**Exercise goal**
Transcribe the tail of the listing: start at the line containing "drawn like (291,180)." and stop after the last line, keeping every character as is and adding nothing.

**Supplied records**
^^^^^^^^^^^^^^^^
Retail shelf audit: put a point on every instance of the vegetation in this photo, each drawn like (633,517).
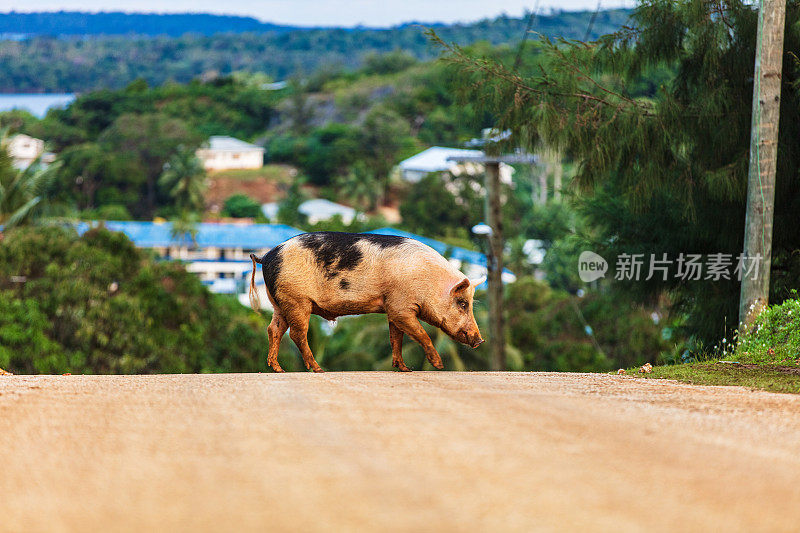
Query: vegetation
(47,64)
(771,378)
(774,338)
(97,304)
(662,166)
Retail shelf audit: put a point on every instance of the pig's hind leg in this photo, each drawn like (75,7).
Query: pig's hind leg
(411,327)
(277,327)
(396,338)
(298,319)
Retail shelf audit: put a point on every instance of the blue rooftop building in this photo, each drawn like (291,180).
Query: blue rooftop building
(220,253)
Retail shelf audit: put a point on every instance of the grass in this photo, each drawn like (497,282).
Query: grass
(277,173)
(768,377)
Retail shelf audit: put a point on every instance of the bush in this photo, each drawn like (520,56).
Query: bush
(96,304)
(774,338)
(241,206)
(548,328)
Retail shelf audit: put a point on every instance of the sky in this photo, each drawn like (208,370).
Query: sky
(323,12)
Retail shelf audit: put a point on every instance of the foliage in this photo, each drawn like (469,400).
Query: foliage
(23,193)
(388,63)
(149,141)
(324,153)
(107,212)
(774,337)
(96,304)
(241,206)
(360,187)
(664,171)
(764,377)
(47,64)
(548,327)
(222,106)
(289,209)
(430,207)
(184,179)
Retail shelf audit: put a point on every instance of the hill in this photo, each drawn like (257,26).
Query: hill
(72,23)
(48,64)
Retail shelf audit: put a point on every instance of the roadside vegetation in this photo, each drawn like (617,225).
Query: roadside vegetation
(643,139)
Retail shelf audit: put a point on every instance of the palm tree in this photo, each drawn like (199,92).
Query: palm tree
(22,192)
(184,178)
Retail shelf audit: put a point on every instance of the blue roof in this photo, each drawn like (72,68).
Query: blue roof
(454,252)
(249,236)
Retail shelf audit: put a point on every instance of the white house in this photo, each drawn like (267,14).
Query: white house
(25,149)
(435,159)
(226,153)
(316,210)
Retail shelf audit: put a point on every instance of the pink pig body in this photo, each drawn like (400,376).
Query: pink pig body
(332,274)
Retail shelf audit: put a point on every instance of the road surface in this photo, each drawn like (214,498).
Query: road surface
(377,451)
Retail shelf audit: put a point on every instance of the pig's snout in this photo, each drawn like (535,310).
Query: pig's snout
(471,339)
^^^^^^^^^^^^^^^^
**Answer section**
Retail shelf audit: put a point on every instance of the blue rooftop building in this photo, each drawn like (291,180).
Query: blue rooftop building
(220,253)
Retail shelf audit: put a point on every instance of the grass in this photo, each drawn like (497,282).
Query: grass
(277,173)
(768,377)
Retail shelf audit: put a point on every instance of the bush in this photo, each drawn like (520,56).
Query: bush
(96,304)
(774,338)
(241,206)
(548,328)
Retail shelf audit: put a point on every instance of the sky in this photo, each drawn like (208,370).
Query: sky
(323,12)
Retail shelf audit: put a point on every instance of the foliage in this photo, each drawn like (469,400).
Query: foliage
(23,193)
(388,63)
(149,141)
(324,153)
(107,212)
(774,337)
(96,304)
(241,206)
(360,187)
(664,171)
(764,377)
(47,64)
(548,327)
(222,106)
(289,209)
(430,207)
(184,179)
Retail shelf audit: put a point on every instance of the hill in this photo, each drawn like (257,26).
Query: hill
(72,23)
(48,64)
Retail shelf audit: put a point on every instance of the roadside vegetation in this photo, each drawn like (617,225).
Query: roadside vegetation
(643,139)
Retail shelf audit: put a point on every instance of the palm tree in this photo, each drawn like (199,92).
Query: palm tree
(22,192)
(184,178)
Retail shelf audit: put a point on every instance of the blue roof in this photo, each drawn like (72,68).
Query: blue roof
(454,252)
(249,236)
Retail shelf audit: put a point on every instance of the white house in this photo, each drawn like (267,14).
Query: white house
(25,149)
(435,159)
(226,153)
(316,210)
Retail shelf audit: put a point on every instance of the pink pig body in this photo, each drawn like (400,376).
Query: pink pig body
(332,274)
Retail shelf audit: put a point on every instance of the road surface in this photo, each drawn like (214,498).
Query: road surface
(377,451)
Retail shelf audit: put a point on every instance of the pig's snout in this photo, each drawn like (535,310).
Query: pig's snout
(471,339)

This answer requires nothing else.